**Goal:**
Copy every item below verbatim, leaving each character unchanged.
------ Working data ------
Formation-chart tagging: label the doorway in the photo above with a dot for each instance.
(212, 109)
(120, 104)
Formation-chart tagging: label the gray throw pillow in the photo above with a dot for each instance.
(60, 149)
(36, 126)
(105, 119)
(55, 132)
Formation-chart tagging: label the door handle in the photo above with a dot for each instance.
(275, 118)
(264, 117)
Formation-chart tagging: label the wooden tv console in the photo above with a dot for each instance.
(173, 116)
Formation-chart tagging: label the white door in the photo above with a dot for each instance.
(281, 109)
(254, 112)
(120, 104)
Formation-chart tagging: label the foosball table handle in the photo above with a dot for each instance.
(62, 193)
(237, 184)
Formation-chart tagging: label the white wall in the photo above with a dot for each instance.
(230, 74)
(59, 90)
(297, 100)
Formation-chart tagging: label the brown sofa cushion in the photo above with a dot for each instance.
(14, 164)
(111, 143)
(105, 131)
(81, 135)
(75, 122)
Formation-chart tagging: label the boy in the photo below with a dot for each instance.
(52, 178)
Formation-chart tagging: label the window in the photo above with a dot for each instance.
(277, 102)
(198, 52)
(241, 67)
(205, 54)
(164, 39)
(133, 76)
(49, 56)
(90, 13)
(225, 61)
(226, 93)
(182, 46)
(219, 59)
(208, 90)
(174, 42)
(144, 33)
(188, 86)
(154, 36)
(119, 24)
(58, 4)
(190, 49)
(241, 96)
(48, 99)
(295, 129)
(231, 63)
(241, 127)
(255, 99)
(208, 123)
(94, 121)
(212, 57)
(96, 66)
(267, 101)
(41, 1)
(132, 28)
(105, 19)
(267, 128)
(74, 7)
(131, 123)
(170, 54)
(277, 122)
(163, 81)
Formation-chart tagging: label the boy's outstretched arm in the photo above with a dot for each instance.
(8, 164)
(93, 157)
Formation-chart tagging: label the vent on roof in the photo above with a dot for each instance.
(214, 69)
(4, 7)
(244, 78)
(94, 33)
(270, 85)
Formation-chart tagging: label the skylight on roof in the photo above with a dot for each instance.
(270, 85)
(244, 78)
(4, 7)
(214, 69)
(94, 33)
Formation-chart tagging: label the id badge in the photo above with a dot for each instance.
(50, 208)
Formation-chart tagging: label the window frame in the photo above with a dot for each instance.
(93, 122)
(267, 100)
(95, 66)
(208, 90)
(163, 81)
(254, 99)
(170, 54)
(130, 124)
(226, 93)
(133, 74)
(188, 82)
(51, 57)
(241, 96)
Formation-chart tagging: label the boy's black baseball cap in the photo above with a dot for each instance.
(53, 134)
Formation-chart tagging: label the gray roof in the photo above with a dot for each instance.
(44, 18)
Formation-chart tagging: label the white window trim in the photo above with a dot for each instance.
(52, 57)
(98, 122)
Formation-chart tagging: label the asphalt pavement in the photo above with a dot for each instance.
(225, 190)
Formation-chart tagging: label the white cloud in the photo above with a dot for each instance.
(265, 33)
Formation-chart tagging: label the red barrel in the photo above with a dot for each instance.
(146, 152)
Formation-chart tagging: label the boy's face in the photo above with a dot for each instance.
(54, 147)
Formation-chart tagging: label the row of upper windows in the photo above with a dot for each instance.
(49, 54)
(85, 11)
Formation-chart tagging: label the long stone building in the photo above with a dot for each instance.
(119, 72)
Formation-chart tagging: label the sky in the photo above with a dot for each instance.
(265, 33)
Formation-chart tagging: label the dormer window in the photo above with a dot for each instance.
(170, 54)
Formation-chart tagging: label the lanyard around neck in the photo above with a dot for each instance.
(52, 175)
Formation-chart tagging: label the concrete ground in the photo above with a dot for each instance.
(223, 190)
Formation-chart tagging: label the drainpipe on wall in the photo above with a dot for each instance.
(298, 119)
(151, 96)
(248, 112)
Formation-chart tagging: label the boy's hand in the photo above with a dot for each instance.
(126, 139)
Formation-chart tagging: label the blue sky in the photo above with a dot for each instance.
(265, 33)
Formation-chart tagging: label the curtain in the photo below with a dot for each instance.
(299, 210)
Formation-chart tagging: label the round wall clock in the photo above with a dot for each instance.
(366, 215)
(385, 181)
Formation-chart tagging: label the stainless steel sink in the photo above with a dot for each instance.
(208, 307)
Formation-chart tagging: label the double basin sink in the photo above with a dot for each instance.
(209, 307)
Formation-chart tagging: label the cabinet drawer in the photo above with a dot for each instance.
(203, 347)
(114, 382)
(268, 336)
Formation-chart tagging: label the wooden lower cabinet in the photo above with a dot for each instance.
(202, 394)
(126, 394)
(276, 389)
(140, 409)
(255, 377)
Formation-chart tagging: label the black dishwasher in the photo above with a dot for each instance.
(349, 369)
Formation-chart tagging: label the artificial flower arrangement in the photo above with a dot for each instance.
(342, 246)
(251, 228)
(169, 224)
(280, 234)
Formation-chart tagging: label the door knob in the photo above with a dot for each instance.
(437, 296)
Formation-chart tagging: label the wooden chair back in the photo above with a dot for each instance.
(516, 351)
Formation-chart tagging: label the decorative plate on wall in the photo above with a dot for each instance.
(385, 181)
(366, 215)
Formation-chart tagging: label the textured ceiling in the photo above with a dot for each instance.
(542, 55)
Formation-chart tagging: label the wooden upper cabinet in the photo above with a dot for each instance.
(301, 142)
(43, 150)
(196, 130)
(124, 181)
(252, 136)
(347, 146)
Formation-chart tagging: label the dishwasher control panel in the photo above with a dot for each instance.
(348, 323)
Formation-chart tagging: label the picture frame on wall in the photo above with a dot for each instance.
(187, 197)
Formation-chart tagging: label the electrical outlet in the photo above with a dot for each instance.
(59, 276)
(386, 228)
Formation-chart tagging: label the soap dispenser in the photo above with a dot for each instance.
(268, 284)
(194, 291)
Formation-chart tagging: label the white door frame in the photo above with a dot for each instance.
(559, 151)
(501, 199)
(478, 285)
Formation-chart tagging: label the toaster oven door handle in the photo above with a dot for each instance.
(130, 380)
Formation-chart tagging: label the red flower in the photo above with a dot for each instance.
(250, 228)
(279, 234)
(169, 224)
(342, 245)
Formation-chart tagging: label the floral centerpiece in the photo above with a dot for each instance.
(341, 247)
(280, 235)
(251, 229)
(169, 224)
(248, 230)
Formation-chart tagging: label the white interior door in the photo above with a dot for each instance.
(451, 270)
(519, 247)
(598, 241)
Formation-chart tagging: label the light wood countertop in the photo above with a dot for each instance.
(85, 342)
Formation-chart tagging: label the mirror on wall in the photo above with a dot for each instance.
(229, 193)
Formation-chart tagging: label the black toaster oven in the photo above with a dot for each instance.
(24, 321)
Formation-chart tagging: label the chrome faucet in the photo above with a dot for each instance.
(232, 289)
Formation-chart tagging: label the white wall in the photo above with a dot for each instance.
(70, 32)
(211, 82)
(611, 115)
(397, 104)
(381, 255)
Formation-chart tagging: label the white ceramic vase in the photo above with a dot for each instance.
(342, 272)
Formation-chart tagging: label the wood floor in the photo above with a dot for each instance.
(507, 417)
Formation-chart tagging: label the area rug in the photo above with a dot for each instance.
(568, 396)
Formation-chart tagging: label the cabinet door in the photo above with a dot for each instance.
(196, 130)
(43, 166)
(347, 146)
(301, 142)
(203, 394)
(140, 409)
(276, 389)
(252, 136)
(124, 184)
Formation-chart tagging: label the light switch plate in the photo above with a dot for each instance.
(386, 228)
------
**Answer to the task:**
Formation-chart tagging: label the doorway in the photo above with a dot for each instance.
(212, 109)
(120, 104)
Formation-chart tagging: label the gray throw pillow in the photo above with a dot for each instance.
(60, 149)
(36, 126)
(105, 119)
(55, 132)
Formation-chart tagging: label the door handle in the photo above with a dot for each instance.
(275, 118)
(264, 117)
Formation-chart tagging: label the wooden tv console in the photo above with a dot for each instance.
(173, 116)
Formation-chart tagging: label the white door in the photo above with a dot for each instance.
(281, 109)
(254, 112)
(120, 104)
Formation-chart tagging: label the foosball table handle in the photo above with a dot for each instance.
(62, 193)
(237, 184)
Formation-chart tagging: label the white wall in the photo above with a dot for each instance.
(230, 74)
(59, 90)
(297, 100)
Formation-chart tagging: label the brown sofa cushion in the photo above with a dot for each instance.
(14, 164)
(111, 143)
(105, 131)
(81, 135)
(75, 122)
Formation-chart tagging: label the boy in the photo below with a dot for each instance.
(52, 178)
Formation-chart tagging: label the window in the photo above with a dot for each instance.
(277, 102)
(198, 52)
(241, 67)
(205, 54)
(164, 39)
(133, 76)
(49, 56)
(90, 13)
(225, 61)
(226, 93)
(182, 46)
(219, 59)
(208, 90)
(174, 42)
(144, 33)
(188, 86)
(154, 36)
(119, 24)
(58, 4)
(190, 49)
(241, 96)
(48, 99)
(295, 129)
(231, 63)
(241, 127)
(255, 99)
(208, 123)
(94, 121)
(212, 57)
(96, 66)
(267, 101)
(41, 1)
(132, 28)
(105, 19)
(267, 128)
(74, 7)
(131, 123)
(170, 54)
(277, 122)
(163, 81)
Formation-chart tagging: label the boy's outstretched arm in the photo above with a dot for each instance.
(8, 164)
(93, 157)
Formation-chart tagging: label the vent on roof in the photo above with a dot for each instance.
(214, 69)
(4, 7)
(244, 78)
(94, 33)
(270, 85)
Formation-chart tagging: label the skylight on roof in the photo above with a dot for each instance.
(270, 85)
(244, 78)
(4, 7)
(214, 69)
(94, 33)
Formation-chart tagging: label the id badge in the photo above with a dot for each instance.
(50, 208)
Formation-chart tagging: label the window frame in the photo above with a dot for each instance.
(93, 122)
(267, 100)
(95, 66)
(208, 90)
(163, 81)
(254, 99)
(170, 54)
(130, 124)
(226, 93)
(133, 74)
(188, 82)
(51, 57)
(241, 96)
Formation-chart tagging: label the boy's black baseball cap in the photo above with a dot for each instance.
(53, 134)
Formation-chart tagging: label the gray roof in the photo above with a dot for each instance.
(44, 18)
Formation-chart tagging: label the white window trim in the photo above with a dot for each instance.
(52, 57)
(98, 122)
Formation-chart tagging: label the asphalt pavement in the photo above with a dot for each instance.
(225, 190)
Formation-chart tagging: label the white cloud in the photo above with a dot for each instance.
(265, 33)
Formation-chart tagging: label the red barrel in the photo above with a dot for each instance.
(146, 152)
Formation-chart tagging: label the boy's face in the photo above with a dot for each instance.
(54, 147)
Formation-chart tagging: label the row of upper windows in the photo above with a dot for each instance.
(49, 54)
(85, 11)
Formation-chart tagging: label the long stone building in the photo above with a dot for each instance.
(119, 72)
Formation-chart tagging: label the sky in the photo above with a dot for each instance.
(265, 33)
Formation-chart tagging: label the dormer window in the photo above with a dot for each instance.
(170, 54)
Formation-chart tagging: label the lanyard around neck in the photo above with a dot for each instance.
(52, 175)
Formation-chart tagging: label the concrete ground in the photo above with a dot for each instance.
(223, 190)
Formation-chart tagging: label the drainpipe on wall in the photo above with a dot for each instance.
(298, 119)
(151, 96)
(248, 112)
Formation-chart tagging: label the boy's hand in the photo above with a dot for each instance.
(126, 139)
Formation-chart tagging: label the blue sky in the photo above with a dot for each instance.
(265, 33)
Formation-chart tagging: label the curtain in the photo below with a dot for each instance.
(299, 210)
Formation-chart tagging: label the round wall clock in the photo above with a dot for each instance.
(366, 215)
(385, 181)
Formation-chart tagging: label the stainless steel sink in the photo above with a dot for each instance.
(208, 307)
Formation-chart tagging: label the double basin sink in the photo above with a dot for each instance.
(209, 307)
Formation-chart tagging: label the cabinet drawer in the photo above with a dot for each instance.
(203, 347)
(114, 382)
(268, 336)
Formation-chart tagging: label the wooden lower cabinet in the photo above with a dot for each instance.
(202, 394)
(126, 394)
(276, 389)
(140, 409)
(255, 377)
Formation-chart tagging: label the black dishwasher in the photo above with a dot for each instance.
(349, 369)
Formation-chart tagging: label the artificial flower arrangement in the photo above with a dot for each instance.
(342, 246)
(251, 228)
(169, 224)
(280, 234)
Formation-chart tagging: label the door knob in the photo above with a dot for each instance.
(437, 296)
Formation-chart tagging: label the wooden chair back in the photo above with a dot for each instance.
(516, 351)
Formation-chart tagging: label the decorative plate on wall in the photo above with a dot for each instance.
(385, 181)
(366, 215)
Formation-chart tagging: label the textured ceiling in the photo above with a dot for each instance.
(542, 55)
Formation-chart tagging: label the wooden upper cabinet in the photo above with a dot for each instance.
(301, 142)
(43, 150)
(196, 130)
(124, 181)
(252, 136)
(347, 146)
Formation-chart tagging: label the dishwasher control panel in the photo above with a dot for each instance.
(348, 323)
Formation-chart tagging: label the picture frame on wall in the photo above with a dot for each instance.
(187, 197)
Formation-chart tagging: label the electrical outlet in the photo above with a dot for each instance.
(59, 276)
(386, 228)
Formation-chart tagging: label the soap dispenser in the photo above with a dot for each instance.
(268, 284)
(194, 291)
Formation-chart tagging: label the white door frame in the photo above with a dot for each instance.
(559, 151)
(501, 199)
(478, 285)
Formation-chart tagging: label the toaster oven door handle in the photo above with a dot for each instance.
(130, 380)
Formation-chart tagging: label the red flower in the photo above with a dot for each instance.
(250, 228)
(279, 234)
(169, 224)
(342, 245)
Formation-chart tagging: label the floral centerpiece in the photo above with a dot for each instance.
(341, 247)
(280, 235)
(251, 229)
(169, 224)
(248, 230)
Formation-chart tagging: label the white interior door in the photo above with a dot for each instance.
(451, 270)
(519, 247)
(598, 241)
Formation-chart tagging: label the light wood countertop in the photo above with a dot for each instance.
(85, 342)
Formation-chart tagging: label the mirror on wall in the photo above with a dot for each instance.
(229, 193)
Formation-chart tagging: label the black toaster oven in the photo above with a dot for each instance.
(24, 321)
Formation-chart tagging: label the chrome faucet in the photo above with a dot for each instance.
(232, 289)
Formation-chart tagging: label the white wall in the photo above with a dot for each instance.
(70, 32)
(211, 82)
(611, 115)
(397, 104)
(381, 255)
Formation-chart tagging: label the white ceramic vase in the photo above with a dot for each instance.
(342, 272)
Formation-chart tagging: label the wood floor in the photo above with a dot for each instance.
(507, 417)
Formation-chart tagging: label the area rug in the photo above with a dot for each instance.
(568, 396)
Formation-chart tagging: label the cabinet door in the photo above with a dot for each instance.
(196, 130)
(43, 166)
(347, 146)
(301, 142)
(203, 394)
(140, 409)
(276, 389)
(252, 136)
(124, 184)
Formation-chart tagging: label the light switch plate in the photo above with a dot for each instance.
(386, 228)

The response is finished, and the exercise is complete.